Although BMI does not measure body fat directly, there is a strong correlation between BMI measurements and the more direct approaches to measuring body fat. These include underwater weighing, skinfold thickness, impedance measurements and many others.

BMI is not appropriate for athletes, pregnant or nursing women and the elderly. For people with muscular builds, it may overestimate body fat. For the frail and elderly, it may underestimate body fat.

Body Mass Index for Children and Teens

According to the American Heart Association, nearly 1 in 3 children or teens in the U.S. are overweight or obese. That's a 3-fold increase since 1963. The extra weight can pose significant health risks during the development years and into adulthood. There is an 80 % chance that they may stay overweight for their entire lives.

BMI is age and sex specific for children and teenagers and is often referred to as BMI-For-Age. A child's weight and height changes during growth and development. Correspondingly, so does their relation to body fatness.

The calculator available on this site calculates BMI and then expresses it as a percentile relative to other children of the same sex and age. These percentiles are calculated from the Centers for Disease Control and Prevention growth charts.

Basal Metabolic Rate

Your BMR (Basal Metabolic Rate) is the minimum amount of energy your body requires to support the body's autonomic systems such as breathing, digestion, the nervous system, circulation, and regulation of body temperature. It can be used as an estimation of how much energy your body would burn if all you did was rest or sleep in a temperate and neutral environment for an entire 24 hour period of time.

Factors that affect your BMR include age, genetics, weight, heredity, body fat percentage and gender. Knowing your BMR, and the factors that affect your metabolism, can help you with your goal to lose, gain or maintain your current weight.

Your BMR decreases with age because your muscle mass declines, so it becomes harder to stay trim.

Weight and height affects your BMR. The bigger you are, the more energy you need to sustain your larger organs. If you lose weight, your BMR goes down because you require less energy. On the other hand, if you build up your muscles, your BMR increases.

Body Weight Planner

Calculate the amount of food energy you need to consume on a daily basis to reach a weight goal within a desired period of time.

**DATA RECORDS:**
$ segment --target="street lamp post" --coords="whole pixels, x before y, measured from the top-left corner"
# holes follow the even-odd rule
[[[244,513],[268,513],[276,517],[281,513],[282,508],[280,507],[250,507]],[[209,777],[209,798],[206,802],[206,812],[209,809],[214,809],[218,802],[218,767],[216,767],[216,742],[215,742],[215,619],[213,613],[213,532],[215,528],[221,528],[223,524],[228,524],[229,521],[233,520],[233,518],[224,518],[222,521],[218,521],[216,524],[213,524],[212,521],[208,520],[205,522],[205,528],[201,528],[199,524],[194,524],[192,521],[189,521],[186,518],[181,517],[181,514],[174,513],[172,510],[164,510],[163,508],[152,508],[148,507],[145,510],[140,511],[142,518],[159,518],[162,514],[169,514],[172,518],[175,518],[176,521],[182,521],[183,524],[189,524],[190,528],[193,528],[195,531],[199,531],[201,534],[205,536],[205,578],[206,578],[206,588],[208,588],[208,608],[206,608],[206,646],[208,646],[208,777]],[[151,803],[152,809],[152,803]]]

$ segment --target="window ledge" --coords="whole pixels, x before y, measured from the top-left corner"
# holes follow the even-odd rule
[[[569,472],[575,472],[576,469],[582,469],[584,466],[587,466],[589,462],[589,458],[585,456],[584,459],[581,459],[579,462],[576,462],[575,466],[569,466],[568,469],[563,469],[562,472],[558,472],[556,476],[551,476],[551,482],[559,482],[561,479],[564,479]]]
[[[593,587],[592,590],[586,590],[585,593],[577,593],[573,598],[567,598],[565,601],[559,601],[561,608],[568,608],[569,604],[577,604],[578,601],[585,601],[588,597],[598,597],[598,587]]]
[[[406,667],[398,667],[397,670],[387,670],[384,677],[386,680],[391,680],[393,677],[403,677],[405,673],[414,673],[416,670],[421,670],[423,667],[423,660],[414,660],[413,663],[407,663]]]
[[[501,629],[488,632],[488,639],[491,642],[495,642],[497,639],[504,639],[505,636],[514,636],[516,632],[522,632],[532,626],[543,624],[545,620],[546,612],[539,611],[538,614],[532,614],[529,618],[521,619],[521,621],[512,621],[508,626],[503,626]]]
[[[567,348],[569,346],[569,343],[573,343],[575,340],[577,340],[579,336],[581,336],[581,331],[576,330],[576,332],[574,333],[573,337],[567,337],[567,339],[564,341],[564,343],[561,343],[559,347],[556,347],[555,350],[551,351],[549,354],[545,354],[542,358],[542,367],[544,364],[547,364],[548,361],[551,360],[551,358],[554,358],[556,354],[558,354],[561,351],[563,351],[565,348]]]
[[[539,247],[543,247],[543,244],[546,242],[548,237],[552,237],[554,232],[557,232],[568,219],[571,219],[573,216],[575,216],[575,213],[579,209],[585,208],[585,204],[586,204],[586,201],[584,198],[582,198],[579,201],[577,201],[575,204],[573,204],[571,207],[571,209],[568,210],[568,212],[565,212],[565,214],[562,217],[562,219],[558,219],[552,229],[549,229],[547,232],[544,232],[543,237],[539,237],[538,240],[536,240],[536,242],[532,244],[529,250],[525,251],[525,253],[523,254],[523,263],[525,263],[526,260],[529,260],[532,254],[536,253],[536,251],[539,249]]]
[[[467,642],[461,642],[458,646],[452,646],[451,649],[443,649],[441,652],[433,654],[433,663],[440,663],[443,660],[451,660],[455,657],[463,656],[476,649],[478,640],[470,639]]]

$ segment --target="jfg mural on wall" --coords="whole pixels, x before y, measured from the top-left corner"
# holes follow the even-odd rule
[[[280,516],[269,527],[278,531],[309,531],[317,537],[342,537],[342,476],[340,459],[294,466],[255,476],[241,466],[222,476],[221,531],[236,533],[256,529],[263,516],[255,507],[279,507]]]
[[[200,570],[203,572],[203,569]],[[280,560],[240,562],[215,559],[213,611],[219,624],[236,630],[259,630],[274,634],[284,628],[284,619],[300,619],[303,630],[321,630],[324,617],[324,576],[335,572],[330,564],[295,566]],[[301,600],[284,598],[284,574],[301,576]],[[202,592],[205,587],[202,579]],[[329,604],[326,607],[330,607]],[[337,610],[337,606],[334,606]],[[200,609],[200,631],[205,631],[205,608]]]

**WHAT THIS EXERCISE ASKS:**
a - Answer these from the text on BMI and basal metabolic rate:
(i) According to the American Heart Association, what share of children or teens in the U.S. are overweight or obese?
(ii) What growth charts are the site's children's BMI percentiles calculated from?
(iii) Why does BMR decrease with age?
b - Continue the text on BMI and basal metabolic rate from the point where it stops.

**YOUR WRITTEN ANSWERS:**
a -
(i) Nearly 1 in 3.
(ii) The Centers for Disease Control and Prevention growth charts.
(iii) Because muscle mass declines.

b -
The calculator incorporated into this app is based on a model developed by Kevin Hall, Ph. D., and a team of researchers at the National Institute of Health. It is a much more accurate model in determining energy expenditure and energy requirements for the purpose of weight management. It challenges the commonly held belief that eating 3,500 fewer calories or burning off that equivalent amount of energy through exercise will always result in a pound of weight loss.

Estimated Energy Requirements

Estimated Energy Requirement (EER) is an estimate of the average amount of food energy you need daily to balance out your body's expenditure of energy in order to maintain body size and composition at a level of physical activity consistent with long term good health.

Energy intakes above the EER would be expected to result in weight gain, whereas intakes below the EER would be expected to lead to weight loss.

The online calculator uses the Institute of Medicine equations to calculate EER. It covers all age groups, as well as pregnant and nursing mothers.

Waist to Hip Ratio

The amount of fat, but more importantly, where in your body that fat is stored can impact your health. If you have most of the body fat around the waist, you have an increased risk of high blood pressure, heart disease, diabetes and stroke compared with having the same amount of body fat around the hips and thighs.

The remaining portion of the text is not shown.